▸ **READING TEXT**:
▼

They finally emailed me yesterday to tell me they shipped my items. I'm still very unhappy with the customer service. If the item is not in stock, I understand that but they could reflect that on the website or email their customers. Additionally, I emailed them 3 times and never heard anything until I opened a case against them on PayPal. They didn't even apologize. This is horrible customer service. My experience has been soured. It's a shame as I really love their products.


----------



## iheartmakeup412 (Jun 5, 2012)

Update: I received an email from them yesterday informing me that my order has been shipped. Today FedEx delivered my order all 20 shadows and the palette was there and they also sent me 2 shadow samples and a coupon for 25% off my next purchase. I loooove these shadows, but I do not think I will be ordering from there online store again. It's a pitty because I looooove the shadows I got.


----------



## ninalovesmakeup (Jun 6, 2012)

I got my order today as well. They gave me a 20% coupon code, but I won't be using it. If anyone wants it, pm me (first come first serve)!


----------



## sundaetea (Jul 6, 2012)

It's been two months since I ordered online from Inglot Cosmetics. If I had known that it was going to take two months + even more time for me to get my order, I would have saved the trouble and just ordered through the phone. I've tried calling the number they provided (to no luck), and I've also tried the 212 number but I've also had no luck. I emailed them several weeks ago, and they responded but only forwarded my message to the United States department. It's been one week and several days since that last email, and I still have no clue as to what the problem with my order is. Worst customer service, and I'd probably never order online again! Save yourselves the trouble.


----------



## qnsqal97 (Jul 10, 2012)

Hi All,
  	I like Inglot eyeshadows but I hate their stores, a year ago I visited the Inglot store by Times Sq in NYC, it was a horrible experience.  They sales reps are so rude and they don't want to assist you while making a purchase.  So I decided I will order online.  I ordered 5 eyeshadows, thinking online would be a different experience, but it hasn't been.  I placed my order on July 5th, last Thursday, my credit card has been charged, however, the order status remains the same and no tracking number is provided.  Reading from this post, it looks like I will be waiting for awhile, before, I actually get my order.  I was trying to avoid the terrible store customer service at a store, but now, it looks like online is no different. 

  	Please let me know if anyone else has had a similar experience.  Thanks.


----------



## KarmaB (Jul 15, 2012)

Aww, this is such a bummer.  I've been wanting some inglot shadows for sometime now.  Now, I'm kind of worried.  Sorry this happened to you.


----------



## eemaree (Jul 19, 2012)

▲

▸ **EXTRACTED RECORDS**:
▼

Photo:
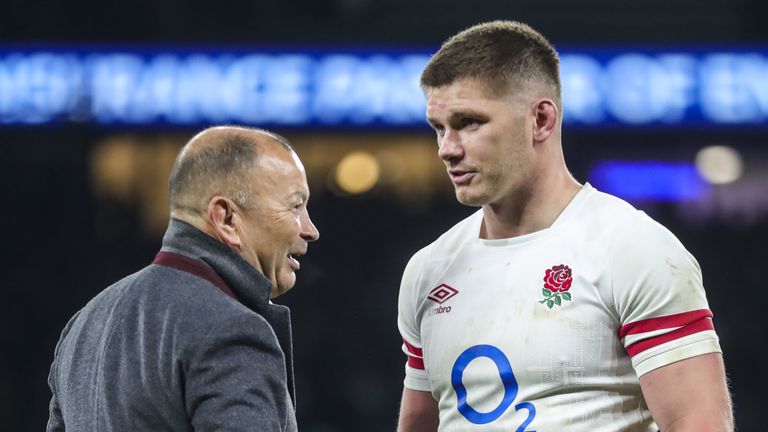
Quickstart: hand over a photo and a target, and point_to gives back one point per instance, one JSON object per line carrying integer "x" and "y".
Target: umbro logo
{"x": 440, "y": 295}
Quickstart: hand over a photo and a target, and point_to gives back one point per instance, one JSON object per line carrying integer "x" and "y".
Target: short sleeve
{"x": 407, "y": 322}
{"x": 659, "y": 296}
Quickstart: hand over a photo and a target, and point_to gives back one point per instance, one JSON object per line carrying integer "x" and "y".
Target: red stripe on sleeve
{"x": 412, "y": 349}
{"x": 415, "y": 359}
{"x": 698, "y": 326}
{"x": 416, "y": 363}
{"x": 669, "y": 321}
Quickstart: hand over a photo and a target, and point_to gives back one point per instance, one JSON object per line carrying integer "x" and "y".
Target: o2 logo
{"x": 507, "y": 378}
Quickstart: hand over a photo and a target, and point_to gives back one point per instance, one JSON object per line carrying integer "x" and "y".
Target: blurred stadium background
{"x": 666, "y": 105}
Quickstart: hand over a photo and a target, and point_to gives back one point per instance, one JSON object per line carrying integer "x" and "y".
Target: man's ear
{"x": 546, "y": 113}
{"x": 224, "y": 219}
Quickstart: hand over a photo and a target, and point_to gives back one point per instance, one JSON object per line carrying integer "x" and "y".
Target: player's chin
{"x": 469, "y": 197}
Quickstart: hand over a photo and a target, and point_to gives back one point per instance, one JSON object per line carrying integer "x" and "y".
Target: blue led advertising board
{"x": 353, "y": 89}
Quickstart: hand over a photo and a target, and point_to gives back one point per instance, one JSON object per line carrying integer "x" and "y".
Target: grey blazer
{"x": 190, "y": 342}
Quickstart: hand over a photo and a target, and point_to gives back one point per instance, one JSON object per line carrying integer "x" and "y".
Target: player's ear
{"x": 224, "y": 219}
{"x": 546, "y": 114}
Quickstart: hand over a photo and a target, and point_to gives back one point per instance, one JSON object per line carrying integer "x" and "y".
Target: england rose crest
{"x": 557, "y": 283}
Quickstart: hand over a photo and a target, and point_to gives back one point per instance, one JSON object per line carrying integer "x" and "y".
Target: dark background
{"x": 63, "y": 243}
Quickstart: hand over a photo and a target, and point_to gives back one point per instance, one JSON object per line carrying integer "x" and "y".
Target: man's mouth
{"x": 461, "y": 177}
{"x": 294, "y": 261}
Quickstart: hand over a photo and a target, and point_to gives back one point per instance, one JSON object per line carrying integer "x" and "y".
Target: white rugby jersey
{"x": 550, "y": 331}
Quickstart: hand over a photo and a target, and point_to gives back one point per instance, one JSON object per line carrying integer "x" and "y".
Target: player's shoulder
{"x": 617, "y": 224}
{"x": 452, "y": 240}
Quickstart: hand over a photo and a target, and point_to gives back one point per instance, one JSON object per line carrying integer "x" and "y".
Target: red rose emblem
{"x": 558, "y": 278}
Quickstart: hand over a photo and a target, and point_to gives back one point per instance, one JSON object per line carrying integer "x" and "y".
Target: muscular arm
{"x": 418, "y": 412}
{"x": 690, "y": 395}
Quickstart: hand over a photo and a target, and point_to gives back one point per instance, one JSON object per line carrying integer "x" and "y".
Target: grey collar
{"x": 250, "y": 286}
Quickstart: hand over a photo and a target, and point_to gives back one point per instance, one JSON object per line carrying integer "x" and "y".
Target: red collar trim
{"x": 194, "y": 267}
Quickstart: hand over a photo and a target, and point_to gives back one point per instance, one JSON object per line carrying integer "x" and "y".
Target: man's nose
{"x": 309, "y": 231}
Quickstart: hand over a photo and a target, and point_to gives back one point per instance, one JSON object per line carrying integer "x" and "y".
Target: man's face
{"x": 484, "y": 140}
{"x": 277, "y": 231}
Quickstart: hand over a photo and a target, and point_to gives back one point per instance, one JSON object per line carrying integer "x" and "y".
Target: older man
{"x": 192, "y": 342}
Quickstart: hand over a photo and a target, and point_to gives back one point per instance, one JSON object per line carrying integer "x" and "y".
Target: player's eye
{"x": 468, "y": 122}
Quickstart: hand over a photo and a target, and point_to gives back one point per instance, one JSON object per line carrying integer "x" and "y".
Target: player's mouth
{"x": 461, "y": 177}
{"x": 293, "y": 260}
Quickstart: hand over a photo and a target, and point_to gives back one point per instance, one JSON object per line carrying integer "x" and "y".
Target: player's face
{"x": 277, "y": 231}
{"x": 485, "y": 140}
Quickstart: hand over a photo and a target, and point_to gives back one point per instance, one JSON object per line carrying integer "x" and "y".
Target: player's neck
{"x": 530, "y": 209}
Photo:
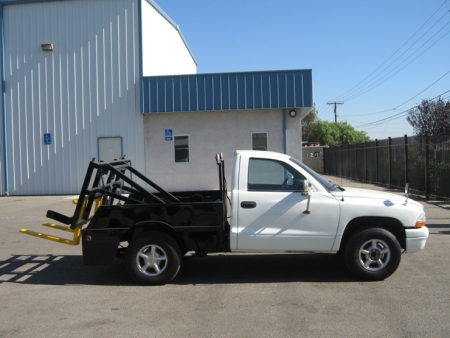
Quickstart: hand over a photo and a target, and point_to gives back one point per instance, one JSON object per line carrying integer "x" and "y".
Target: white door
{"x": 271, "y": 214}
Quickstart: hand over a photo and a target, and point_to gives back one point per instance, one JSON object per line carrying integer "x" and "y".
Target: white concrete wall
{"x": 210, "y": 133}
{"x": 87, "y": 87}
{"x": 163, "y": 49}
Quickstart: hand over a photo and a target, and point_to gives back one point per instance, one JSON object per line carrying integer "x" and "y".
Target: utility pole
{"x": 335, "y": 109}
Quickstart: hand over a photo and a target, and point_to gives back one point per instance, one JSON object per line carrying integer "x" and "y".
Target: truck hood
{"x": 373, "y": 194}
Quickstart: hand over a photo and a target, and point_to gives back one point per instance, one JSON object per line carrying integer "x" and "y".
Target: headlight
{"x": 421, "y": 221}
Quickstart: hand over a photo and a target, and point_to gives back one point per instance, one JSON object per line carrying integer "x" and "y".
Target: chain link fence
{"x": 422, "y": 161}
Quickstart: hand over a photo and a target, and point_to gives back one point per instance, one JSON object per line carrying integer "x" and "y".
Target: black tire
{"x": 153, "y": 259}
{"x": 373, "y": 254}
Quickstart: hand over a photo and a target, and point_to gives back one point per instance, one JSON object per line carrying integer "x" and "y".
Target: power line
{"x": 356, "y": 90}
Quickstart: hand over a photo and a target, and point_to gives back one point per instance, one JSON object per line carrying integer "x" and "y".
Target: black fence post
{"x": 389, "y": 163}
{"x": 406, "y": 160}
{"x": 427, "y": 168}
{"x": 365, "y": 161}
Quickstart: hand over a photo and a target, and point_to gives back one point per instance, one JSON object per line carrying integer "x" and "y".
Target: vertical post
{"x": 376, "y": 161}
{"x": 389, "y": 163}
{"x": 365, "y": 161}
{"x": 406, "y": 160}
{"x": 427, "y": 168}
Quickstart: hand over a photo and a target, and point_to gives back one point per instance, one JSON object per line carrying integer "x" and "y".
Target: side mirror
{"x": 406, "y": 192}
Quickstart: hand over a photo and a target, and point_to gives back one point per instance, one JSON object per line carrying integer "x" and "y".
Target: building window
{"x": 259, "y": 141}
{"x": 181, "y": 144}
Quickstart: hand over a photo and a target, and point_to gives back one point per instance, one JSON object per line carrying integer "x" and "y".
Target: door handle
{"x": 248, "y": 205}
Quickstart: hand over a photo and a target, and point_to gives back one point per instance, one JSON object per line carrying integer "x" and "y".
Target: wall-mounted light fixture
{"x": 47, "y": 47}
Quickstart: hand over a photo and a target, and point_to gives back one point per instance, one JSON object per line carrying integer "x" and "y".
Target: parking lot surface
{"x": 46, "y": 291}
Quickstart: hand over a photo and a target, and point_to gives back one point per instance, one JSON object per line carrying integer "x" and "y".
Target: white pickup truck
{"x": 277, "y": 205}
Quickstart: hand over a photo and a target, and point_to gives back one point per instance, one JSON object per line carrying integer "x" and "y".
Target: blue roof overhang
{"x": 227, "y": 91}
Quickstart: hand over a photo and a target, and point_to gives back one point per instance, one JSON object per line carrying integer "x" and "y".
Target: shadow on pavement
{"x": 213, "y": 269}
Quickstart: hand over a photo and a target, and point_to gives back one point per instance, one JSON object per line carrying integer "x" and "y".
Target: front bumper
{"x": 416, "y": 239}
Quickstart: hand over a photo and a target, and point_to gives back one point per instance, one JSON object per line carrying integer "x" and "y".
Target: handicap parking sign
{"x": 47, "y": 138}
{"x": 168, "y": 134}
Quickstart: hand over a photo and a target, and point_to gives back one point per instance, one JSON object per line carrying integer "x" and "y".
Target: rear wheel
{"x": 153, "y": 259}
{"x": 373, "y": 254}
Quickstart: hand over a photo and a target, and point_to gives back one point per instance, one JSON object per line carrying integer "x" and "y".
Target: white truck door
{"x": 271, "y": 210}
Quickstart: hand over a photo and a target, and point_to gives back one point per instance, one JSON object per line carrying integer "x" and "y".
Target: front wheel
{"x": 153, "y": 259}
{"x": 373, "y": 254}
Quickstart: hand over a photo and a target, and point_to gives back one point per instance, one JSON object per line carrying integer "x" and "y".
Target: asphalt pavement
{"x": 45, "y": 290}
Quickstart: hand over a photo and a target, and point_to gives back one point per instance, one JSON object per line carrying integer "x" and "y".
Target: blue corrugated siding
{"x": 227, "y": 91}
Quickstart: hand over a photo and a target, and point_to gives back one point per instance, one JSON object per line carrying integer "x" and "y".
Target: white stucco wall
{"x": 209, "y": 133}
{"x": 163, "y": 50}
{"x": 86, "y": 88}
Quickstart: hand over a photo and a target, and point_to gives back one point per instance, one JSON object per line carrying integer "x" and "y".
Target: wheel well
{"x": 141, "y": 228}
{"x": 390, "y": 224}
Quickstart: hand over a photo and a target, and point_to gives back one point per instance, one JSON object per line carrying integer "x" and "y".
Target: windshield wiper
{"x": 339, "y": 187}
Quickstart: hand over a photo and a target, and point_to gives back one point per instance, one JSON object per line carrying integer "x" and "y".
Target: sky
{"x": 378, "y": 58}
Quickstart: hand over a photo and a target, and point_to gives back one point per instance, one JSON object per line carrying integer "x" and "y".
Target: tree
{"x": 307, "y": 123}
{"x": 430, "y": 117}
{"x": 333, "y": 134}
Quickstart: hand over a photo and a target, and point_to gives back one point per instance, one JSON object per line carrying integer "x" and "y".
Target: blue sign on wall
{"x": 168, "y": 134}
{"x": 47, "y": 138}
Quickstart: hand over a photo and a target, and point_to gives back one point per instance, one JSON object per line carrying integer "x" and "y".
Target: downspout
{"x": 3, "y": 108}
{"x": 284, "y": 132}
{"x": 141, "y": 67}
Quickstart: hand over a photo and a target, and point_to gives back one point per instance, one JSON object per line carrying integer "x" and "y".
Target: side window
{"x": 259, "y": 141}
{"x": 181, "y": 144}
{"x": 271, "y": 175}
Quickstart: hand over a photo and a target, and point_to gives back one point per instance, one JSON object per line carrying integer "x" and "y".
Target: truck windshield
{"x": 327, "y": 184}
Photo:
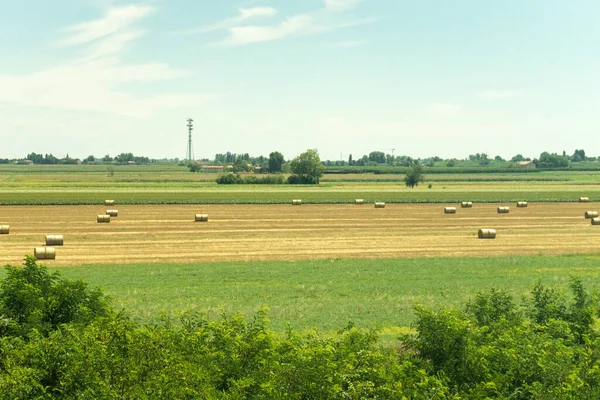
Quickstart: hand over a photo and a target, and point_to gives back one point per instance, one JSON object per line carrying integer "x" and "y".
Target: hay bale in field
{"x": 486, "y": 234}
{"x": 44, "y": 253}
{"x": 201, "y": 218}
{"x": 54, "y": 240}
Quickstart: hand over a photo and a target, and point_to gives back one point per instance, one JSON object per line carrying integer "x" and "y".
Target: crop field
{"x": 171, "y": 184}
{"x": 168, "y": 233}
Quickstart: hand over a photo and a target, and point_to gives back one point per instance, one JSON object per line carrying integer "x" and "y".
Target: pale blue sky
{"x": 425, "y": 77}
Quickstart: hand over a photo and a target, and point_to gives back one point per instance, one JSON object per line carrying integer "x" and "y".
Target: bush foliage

▲

▸ **SET OF TASKS**:
A: From the forum thread on Inglot orders, print the part that opens with the words containing "Update: I received" and closes with "shadows I got.".
B: Answer these questions about the forum thread on Inglot orders:
(i) How many shadows arrived in the order that FedEx delivered to iheartmakeup412?
(ii) What discount did the coupon code ninalovesmakeup received give?
(iii) On what date did qnsqal97 place the online order?

▸ **EXPECTED RESULTS**:
A:
Update: I received an email from them yesterday informing me that my order has been shipped. Today FedEx delivered my order all 20 shadows and the palette was there and they also sent me 2 shadow samples and a coupon for 25% off my next purchase. I loooove these shadows, but I do not think I will be ordering from there online store again. It's a pitty because I looooove the shadows I got.

B:
(i) 20 shadows
(ii) 20%
(iii) July 5th